▶ **Estratto del testo**:
* * * * *

CRACOVIA (Polonia) Una vecchia penna a pennino da intingere nella bottiglietta di inchiostro Pelikan. Sembra impossibile, ma era con questo strumento, una volta utile per insegnare a fare le aste e poi i primi rudimenti della scrittura alle elementari, che i nazisti, così tecnici, tatuavano ad Auschwitz in modo naturalmente molto doloroso (e poteva essere il contrario?) il numero di matricola degli internati: quello che diventava il nuovo nome, cognome, patronimico, da tenere bene a mente e scattare all'istante, per sopravvivere, appeno uno lo sentiva pronunciato da una guardia o da un kap .
Nell'incontro con i testimoni sopravvissuti che ha concluso gli appuntamenti ufficiali del viaggio del Treno della memoria 2013, in settecento al cinema Kijov dove anche stavolta, per tre ore, non volava una mosca, sono state le due sorelle Tatiana e Andra Bucci. Marcello Martini invece, la staffetta partigiana di Montemurlo in provincia di Prato internata a Mathausen non aveva una tatuaggio sulla pelle. A Mathausen non usava. "Ma quel numero, per 11 mesi diventato il mio nome - aggiunge - lo porto tatuato nella testa. Non si canceller mai". E lo ripete più volte, in tedesco: 76430.

* * * * *

▶ **Voci elencate**:
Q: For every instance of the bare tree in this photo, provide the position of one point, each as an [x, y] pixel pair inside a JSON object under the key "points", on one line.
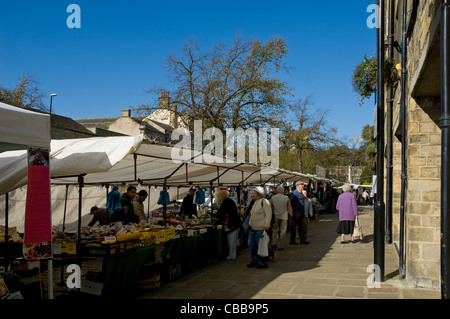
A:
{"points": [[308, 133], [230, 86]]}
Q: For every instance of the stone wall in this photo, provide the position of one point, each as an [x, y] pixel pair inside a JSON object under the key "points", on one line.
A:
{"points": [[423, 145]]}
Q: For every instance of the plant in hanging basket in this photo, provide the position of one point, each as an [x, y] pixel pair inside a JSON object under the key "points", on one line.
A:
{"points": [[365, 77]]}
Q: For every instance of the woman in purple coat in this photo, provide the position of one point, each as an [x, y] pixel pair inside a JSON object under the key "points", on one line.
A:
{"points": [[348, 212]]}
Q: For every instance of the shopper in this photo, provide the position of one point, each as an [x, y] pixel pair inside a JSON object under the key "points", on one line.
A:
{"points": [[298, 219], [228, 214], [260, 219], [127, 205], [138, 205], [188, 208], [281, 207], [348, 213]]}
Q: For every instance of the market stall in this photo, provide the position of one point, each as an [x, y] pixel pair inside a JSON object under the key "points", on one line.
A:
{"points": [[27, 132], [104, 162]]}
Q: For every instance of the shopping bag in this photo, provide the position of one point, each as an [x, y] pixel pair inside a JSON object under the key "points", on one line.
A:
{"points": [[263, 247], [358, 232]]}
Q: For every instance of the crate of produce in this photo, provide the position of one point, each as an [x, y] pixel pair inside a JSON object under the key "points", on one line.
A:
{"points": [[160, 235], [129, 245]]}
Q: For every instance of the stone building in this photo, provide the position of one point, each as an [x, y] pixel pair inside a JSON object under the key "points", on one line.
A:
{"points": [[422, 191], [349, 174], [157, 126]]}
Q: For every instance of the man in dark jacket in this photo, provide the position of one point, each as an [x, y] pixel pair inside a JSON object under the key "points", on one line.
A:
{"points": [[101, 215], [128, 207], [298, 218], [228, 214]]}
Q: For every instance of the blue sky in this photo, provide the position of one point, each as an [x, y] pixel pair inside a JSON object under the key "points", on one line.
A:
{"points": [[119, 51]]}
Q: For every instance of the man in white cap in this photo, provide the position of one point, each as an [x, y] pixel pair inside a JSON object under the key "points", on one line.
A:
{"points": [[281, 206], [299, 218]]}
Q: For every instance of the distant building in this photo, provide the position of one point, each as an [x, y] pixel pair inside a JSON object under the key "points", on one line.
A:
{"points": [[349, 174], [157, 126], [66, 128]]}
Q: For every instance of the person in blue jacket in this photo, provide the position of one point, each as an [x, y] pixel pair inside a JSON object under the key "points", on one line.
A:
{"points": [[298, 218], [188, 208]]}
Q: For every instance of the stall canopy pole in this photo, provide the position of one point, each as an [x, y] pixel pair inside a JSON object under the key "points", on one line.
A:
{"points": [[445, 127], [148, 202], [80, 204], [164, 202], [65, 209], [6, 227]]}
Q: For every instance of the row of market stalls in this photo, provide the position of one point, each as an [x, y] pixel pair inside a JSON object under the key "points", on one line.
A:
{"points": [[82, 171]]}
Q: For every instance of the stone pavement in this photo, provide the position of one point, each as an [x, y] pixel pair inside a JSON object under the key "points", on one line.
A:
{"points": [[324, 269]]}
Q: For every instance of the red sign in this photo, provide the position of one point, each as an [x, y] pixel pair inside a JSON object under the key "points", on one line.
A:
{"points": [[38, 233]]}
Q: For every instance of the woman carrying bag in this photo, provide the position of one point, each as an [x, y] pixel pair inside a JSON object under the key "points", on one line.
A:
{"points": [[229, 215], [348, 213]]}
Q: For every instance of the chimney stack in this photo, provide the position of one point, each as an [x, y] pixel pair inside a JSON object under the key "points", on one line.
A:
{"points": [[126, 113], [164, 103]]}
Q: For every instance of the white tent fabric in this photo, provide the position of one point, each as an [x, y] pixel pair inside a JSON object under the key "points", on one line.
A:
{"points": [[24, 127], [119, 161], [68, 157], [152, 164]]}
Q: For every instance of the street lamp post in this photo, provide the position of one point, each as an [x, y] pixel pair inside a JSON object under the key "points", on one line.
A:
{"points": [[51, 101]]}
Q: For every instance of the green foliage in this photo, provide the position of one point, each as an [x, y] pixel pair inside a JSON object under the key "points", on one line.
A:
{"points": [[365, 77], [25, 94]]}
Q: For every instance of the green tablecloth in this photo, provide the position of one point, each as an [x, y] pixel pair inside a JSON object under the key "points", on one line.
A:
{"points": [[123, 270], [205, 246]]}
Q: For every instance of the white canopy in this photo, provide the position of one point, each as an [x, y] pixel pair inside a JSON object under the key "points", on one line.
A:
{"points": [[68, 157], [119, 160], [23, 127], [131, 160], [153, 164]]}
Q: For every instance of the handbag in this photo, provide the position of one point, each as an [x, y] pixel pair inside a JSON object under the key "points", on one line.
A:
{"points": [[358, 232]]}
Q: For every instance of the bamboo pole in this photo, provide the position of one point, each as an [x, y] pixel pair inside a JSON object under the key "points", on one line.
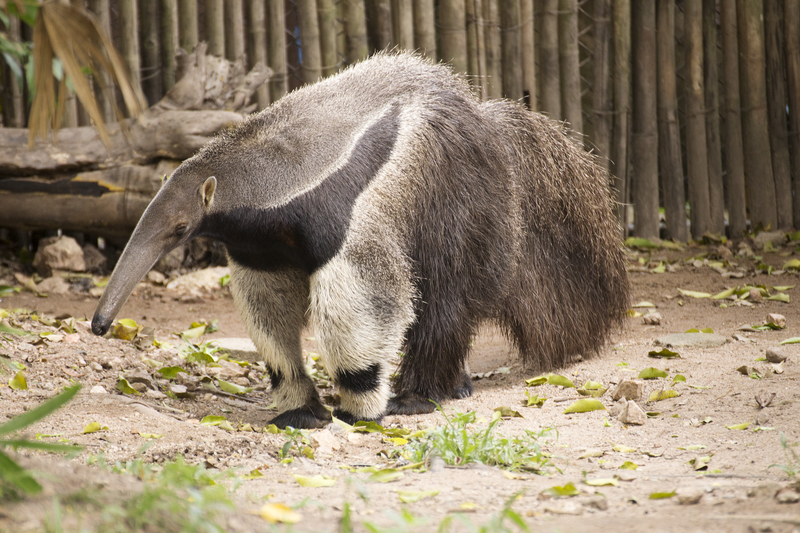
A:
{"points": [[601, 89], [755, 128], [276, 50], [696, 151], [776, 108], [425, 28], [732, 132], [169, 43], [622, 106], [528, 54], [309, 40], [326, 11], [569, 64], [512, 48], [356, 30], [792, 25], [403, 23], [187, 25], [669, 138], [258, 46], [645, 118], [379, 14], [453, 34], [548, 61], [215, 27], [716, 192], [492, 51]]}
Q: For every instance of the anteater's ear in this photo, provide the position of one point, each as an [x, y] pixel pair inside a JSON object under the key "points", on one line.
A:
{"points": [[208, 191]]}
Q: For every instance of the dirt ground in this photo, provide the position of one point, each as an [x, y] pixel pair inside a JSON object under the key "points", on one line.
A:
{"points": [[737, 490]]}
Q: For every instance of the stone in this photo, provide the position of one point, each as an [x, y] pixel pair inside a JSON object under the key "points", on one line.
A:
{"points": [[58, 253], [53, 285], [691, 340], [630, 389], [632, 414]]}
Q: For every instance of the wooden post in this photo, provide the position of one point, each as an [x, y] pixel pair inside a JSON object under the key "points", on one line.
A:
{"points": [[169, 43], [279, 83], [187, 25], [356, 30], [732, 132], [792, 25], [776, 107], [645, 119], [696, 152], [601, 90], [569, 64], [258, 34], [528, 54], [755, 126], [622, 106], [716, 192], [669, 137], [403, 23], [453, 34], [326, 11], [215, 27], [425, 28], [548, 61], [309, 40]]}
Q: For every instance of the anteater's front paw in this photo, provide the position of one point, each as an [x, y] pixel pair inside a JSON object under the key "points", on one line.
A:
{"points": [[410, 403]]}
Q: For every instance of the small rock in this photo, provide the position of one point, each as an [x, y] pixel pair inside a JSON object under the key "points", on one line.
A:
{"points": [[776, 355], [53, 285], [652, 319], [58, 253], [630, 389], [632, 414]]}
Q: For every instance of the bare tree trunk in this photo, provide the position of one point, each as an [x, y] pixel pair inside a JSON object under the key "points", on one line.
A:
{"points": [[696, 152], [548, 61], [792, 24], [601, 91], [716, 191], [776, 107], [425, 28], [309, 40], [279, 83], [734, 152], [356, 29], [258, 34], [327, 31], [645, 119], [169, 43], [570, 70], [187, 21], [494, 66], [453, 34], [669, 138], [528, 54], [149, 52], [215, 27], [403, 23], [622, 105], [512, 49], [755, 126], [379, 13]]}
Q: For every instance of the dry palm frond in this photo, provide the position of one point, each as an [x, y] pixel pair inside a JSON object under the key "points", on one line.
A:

* * * * *

▶ **Consegna**: Riscrivi il testo sul Treno della memoria cominciando dalle parole "Nell'incontro con i" e fermandoti dopo "in tedesco: 76430.". Sostituisci "cinema" con "teatro".

▶ **Risultato**:
Nell'incontro con i testimoni sopravvissuti che ha concluso gli appuntamenti ufficiali del viaggio del Treno della memoria 2013, in settecento al teatro Kijov dove anche stavolta, per tre ore, non volava una mosca, sono state le due sorelle Tatiana e Andra Bucci. Marcello Martini invece, la staffetta partigiana di Montemurlo in provincia di Prato internata a Mathausen non aveva una tatuaggio sulla pelle. A Mathausen non usava. "Ma quel numero, per 11 mesi diventato il mio nome - aggiunge - lo porto tatuato nella testa. Non si canceller mai". E lo ripete più volte, in tedesco: 76430.